▶ _Written task_
Copy out all of the data exactly as it appears.

(Dataset items)

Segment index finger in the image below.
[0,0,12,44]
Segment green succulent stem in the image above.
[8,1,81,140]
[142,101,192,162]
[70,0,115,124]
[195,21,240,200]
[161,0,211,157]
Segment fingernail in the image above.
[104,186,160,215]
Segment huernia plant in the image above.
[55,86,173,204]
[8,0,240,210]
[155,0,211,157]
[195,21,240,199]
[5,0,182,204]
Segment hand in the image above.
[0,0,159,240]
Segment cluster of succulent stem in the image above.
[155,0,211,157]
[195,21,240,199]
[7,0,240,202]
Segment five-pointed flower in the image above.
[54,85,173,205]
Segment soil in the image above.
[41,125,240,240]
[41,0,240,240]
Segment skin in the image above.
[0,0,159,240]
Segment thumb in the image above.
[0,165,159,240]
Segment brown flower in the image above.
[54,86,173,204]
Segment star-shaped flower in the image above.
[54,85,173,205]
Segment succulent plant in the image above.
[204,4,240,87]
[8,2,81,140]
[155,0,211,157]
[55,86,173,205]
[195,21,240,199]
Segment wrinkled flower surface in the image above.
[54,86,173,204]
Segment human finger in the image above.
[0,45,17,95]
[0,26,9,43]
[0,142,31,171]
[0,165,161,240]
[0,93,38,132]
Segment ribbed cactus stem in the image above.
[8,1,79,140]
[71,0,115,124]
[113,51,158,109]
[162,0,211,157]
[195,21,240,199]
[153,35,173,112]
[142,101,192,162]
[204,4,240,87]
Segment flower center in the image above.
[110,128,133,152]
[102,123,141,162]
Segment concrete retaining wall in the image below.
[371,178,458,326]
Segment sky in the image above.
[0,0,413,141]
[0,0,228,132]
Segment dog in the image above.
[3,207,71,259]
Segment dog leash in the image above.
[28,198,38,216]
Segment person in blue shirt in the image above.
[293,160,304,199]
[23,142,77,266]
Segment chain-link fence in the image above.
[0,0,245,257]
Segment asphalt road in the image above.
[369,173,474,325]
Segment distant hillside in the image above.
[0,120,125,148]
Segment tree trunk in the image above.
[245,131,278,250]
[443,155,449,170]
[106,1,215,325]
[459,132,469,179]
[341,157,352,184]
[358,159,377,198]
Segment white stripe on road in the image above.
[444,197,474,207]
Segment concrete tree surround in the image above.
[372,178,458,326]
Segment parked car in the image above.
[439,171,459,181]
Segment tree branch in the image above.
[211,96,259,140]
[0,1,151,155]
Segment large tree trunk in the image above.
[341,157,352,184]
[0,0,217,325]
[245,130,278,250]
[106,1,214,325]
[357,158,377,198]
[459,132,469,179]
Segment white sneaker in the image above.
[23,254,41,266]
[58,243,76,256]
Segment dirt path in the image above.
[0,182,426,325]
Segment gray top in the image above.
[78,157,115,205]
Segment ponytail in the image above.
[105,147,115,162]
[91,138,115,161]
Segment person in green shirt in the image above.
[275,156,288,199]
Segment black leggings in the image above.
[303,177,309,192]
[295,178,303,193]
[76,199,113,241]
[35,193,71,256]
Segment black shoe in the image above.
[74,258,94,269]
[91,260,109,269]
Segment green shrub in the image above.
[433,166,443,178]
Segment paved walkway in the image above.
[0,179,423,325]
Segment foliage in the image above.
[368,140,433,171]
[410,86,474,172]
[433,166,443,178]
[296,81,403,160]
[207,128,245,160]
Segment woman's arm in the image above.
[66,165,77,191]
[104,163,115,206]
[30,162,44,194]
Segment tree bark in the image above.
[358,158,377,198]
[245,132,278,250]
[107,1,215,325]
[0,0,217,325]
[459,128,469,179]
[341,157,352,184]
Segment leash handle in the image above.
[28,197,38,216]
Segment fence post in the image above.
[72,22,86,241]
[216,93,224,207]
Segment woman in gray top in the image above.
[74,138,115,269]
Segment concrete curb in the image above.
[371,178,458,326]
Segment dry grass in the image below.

▶ _Task output_
Segment index finger in the image below.
[0,0,12,44]
Segment green succulent stem in the image above.
[8,1,81,140]
[142,101,192,162]
[70,0,115,124]
[195,21,240,200]
[161,0,211,157]
Segment fingernail in the image above.
[104,186,160,215]
Segment huernia plant in the image above.
[55,86,173,204]
[8,0,240,210]
[155,0,211,157]
[195,21,240,199]
[5,0,182,204]
Segment hand in the image above.
[0,0,159,240]
Segment cluster of succulent stem in the image above.
[155,0,211,157]
[195,21,240,199]
[7,0,240,202]
Segment five-pointed flower in the image above.
[54,85,173,205]
Segment soil in the image above.
[41,125,240,240]
[41,0,240,240]
Segment skin in the image above.
[0,0,159,240]
Segment thumb in the image above.
[0,165,159,240]
Segment brown flower in the image above.
[54,86,173,204]
Segment star-shaped flower in the image above.
[54,85,173,205]
Segment succulent plant in the image above.
[204,4,240,87]
[8,2,81,140]
[155,0,211,157]
[55,86,173,205]
[195,21,240,199]
Segment wrinkled flower surface in the image above.
[54,86,173,204]
Segment human finger in the image above.
[0,45,17,95]
[0,26,9,43]
[0,142,31,171]
[0,165,161,240]
[0,93,38,132]
Segment ribbed cactus stem in the image above.
[8,1,79,140]
[71,0,115,124]
[113,51,158,109]
[162,0,211,157]
[195,21,240,199]
[153,35,173,112]
[142,101,192,162]
[204,4,240,87]
Segment flower center in the image above.
[110,128,133,152]
[102,123,141,162]
Segment concrete retaining wall in the image below.
[371,178,458,326]
Segment sky in the image above.
[0,0,413,141]
[0,0,228,132]
Segment dog in the image above.
[3,207,71,259]
Segment dog leash in the image above.
[28,198,38,216]
Segment person in blue shirt in the image above.
[293,160,304,199]
[23,142,77,266]
Segment chain-link fence in the image above.
[0,0,245,257]
Segment asphalt road in the image above.
[369,173,474,325]
Segment distant hillside in the image above.
[0,120,125,148]
Segment tree trunk in the image above.
[245,131,278,250]
[443,155,449,170]
[106,1,215,325]
[459,132,469,179]
[341,157,352,184]
[358,159,377,198]
Segment white stripe on road in the image above.
[444,197,474,207]
Segment concrete tree surround in the image above.
[372,178,458,326]
Segment parked car in the image above.
[439,171,459,181]
Segment tree branch in the image above.
[211,96,259,140]
[0,1,151,155]
Segment large tree trunk in the image above.
[341,157,352,184]
[0,0,217,325]
[245,130,278,250]
[106,1,214,325]
[357,158,377,198]
[459,132,469,179]
Segment white sneaker in the image above.
[23,254,41,266]
[58,243,76,256]
Segment dirt path in the image above.
[0,182,426,325]
Segment gray top in the image above.
[78,157,115,205]
Segment ponytail in the image above.
[105,147,115,162]
[91,138,115,161]
Segment person in green shirt in the image above.
[275,156,288,199]
Segment black leggings in the image above.
[303,177,309,192]
[295,178,303,193]
[76,199,113,241]
[35,193,71,256]
Segment black shoe in the image above.
[74,258,94,269]
[91,260,109,269]
Segment green shrub in the image above.
[433,166,443,178]
Segment paved walkway in the image above.
[0,179,423,325]
Segment foliage in the image above.
[368,140,433,171]
[410,86,474,172]
[433,166,443,178]
[296,81,403,160]
[207,128,245,160]
Segment woman's arm in the image above.
[66,165,77,191]
[104,163,115,206]
[30,162,44,194]
Segment tree bark in the image above.
[358,158,377,198]
[245,132,278,250]
[107,1,215,325]
[0,0,217,325]
[459,128,469,179]
[341,157,352,184]
Segment leash handle in the image above.
[28,197,38,216]
Segment fence post in the image above.
[72,22,86,241]
[216,93,224,207]
Segment woman in gray top in the image above.
[74,138,115,269]
Segment concrete curb in the image above.
[371,178,458,326]
Segment dry grass in the image below.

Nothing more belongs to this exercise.